GOAL: Please put these rows into a two-column CSV with the headers input and output, one line per row. Place each row's text in input and its answer in output, with each field in double quotes and every line break turned into a space.

DATA RECORDS:
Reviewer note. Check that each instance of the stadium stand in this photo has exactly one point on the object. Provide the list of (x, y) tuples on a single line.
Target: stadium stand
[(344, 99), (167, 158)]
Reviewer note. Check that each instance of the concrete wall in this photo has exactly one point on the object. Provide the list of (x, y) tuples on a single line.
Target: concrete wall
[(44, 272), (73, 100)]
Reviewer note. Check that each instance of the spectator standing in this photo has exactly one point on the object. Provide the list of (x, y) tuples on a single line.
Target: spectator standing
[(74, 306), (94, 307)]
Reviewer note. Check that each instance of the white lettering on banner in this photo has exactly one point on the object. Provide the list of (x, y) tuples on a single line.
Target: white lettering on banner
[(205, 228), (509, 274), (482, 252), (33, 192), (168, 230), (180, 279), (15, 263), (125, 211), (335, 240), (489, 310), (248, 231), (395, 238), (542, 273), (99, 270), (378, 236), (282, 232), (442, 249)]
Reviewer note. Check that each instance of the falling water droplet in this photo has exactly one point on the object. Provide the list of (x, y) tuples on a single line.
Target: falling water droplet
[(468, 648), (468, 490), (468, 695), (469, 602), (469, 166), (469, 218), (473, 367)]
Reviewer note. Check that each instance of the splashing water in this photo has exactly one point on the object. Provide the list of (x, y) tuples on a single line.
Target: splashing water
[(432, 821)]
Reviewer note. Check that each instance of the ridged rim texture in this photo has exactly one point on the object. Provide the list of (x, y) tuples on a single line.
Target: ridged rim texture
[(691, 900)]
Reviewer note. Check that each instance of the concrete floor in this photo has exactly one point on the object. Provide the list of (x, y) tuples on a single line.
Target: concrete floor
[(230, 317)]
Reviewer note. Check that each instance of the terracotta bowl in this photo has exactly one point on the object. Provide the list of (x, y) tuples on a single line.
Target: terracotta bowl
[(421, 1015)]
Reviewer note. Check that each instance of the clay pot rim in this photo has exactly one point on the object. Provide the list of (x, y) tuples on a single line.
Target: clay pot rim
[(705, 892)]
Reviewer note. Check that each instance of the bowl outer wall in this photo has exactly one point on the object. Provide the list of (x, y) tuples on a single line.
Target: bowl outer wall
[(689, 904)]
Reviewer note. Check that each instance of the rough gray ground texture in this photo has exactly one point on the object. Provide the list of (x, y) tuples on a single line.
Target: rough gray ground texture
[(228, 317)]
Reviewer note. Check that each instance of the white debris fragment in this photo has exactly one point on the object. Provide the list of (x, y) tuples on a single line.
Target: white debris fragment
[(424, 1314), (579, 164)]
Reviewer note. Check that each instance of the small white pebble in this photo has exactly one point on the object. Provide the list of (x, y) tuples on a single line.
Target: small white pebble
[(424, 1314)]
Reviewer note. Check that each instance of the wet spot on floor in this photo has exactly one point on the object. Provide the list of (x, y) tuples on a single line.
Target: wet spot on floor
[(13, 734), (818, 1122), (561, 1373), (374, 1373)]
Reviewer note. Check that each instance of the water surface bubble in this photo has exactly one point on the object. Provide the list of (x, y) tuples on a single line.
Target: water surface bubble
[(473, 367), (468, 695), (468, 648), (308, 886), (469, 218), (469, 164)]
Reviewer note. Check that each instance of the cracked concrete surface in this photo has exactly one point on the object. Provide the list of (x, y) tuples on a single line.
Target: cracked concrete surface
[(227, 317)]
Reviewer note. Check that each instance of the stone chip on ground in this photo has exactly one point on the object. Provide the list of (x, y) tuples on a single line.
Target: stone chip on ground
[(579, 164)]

RESPONSE:
input,output
"Reviewer note. Check that each instance of the stadium stand in this photo has exactly one point on the object. Provide the list of (x, y) tuples on a single line. Target: stadium stand","[(344, 99), (167, 158)]"
"Reviewer note. Check that each instance of the concrete wall in this photo has exactly one point on the object. Provide the list of (x, y) tuples on a single line. Target: concrete wall","[(44, 272), (73, 100)]"
"Reviewer note. Check that each instance of the spectator standing in this photo has exactly one point on the object. Provide the list of (x, y) tuples on a single line. Target: spectator standing","[(74, 306), (94, 307)]"
"Reviewer note. Check that each instance of the white lettering on banner in this photo has exactly one point on the object. Provide the list of (x, y) tuples on a single line. Target: white lettering on banner","[(205, 228), (509, 274), (482, 252), (33, 192), (168, 230), (180, 279), (15, 263), (125, 211), (335, 240), (489, 310), (248, 231), (395, 238), (542, 273), (99, 270), (378, 236), (282, 232), (442, 249)]"
"Reviewer note. Check that each instance of the falling water droplet in this photo has exactly one point on the object. Provide the list of (x, y) tuples on a single line. Target: falling water droplet","[(468, 648), (468, 490), (468, 695), (469, 602), (469, 166), (469, 218), (473, 367)]"
"Reviewer note. Check that each instance of the splashing water in this photo has exactly one point on the object. Provide the list of (x, y) tuples on a single line. Target: splashing water","[(432, 821)]"
"Reviewer note. Check that each instance of the ridged rim texture in this photo has exactly one point on the object. Provide the list of (x, y) tuples on a single line. Target: ridged rim texture","[(691, 900)]"
"Reviewer note. Check that each instance of the concrete floor in this photo has exactly one point on the object. Provide the list of (x, y) tuples on a single line. Target: concrete floor","[(230, 317)]"
"Reviewer note. Check that each instance of the terracotta bowl in this photo has exactly one point on the object. Provide the list of (x, y) tuples on a single line. Target: terracotta bowl","[(421, 1015)]"
"Reviewer note. Check that each instance of the clay pot rim in this photo has exactly one point on the object. Provide the list of (x, y) tuples on a single line. Target: clay pot rim","[(705, 892)]"
"Reviewer note. Check that each instance of the bowl outer wall in this photo has exactly one point on the object. Provide the list of (x, y) tuples on a single line. Target: bowl outer wall","[(689, 904)]"
"Reviewer note. Check that each instance of the rough gray ground texture in this photo has exactly one point on the object. Provide the list of (x, y) tuples on a single line. Target: rough gray ground texture","[(228, 317)]"
"Reviewer note. Check that each instance of the white debris fragment in this photo has exactly one point on the object. Provide the list of (x, y) tuples on a single line. Target: white debris fragment","[(424, 1314), (579, 164)]"
"Reviewer note. Check that each instance of the small white pebble in this photo has exactly one point on the object. Provide the list of (x, y) tuples on a single line. Target: small white pebble","[(424, 1314)]"
"Reviewer note. Check that each instance of the wet spot on floor in this photo has exactly one point on the object. Provide the list of (x, y) tuples on a single line. Target: wet spot on floor","[(13, 734), (818, 1122), (561, 1373), (374, 1373)]"
"Reviewer note. Check that each instance of the water surface bubble in this photo has exactly one point on the object. Provide the list of (x, y) tuples on a single line. Target: water surface bubble","[(473, 367), (468, 695), (468, 648), (308, 886), (469, 218), (469, 164)]"
"Reviewer note. Check that each instance of the cracked concrete surface in this photo has exactly one point on the object. Provide the list of (x, y) tuples on a single line. Target: cracked concrete surface","[(227, 317)]"
"Reviewer note. Check that each instance of the stone chip on ground in this photo has exactly one point on the object. Provide the list of (x, y) tuples on a single line. Target: stone chip on ground","[(579, 164)]"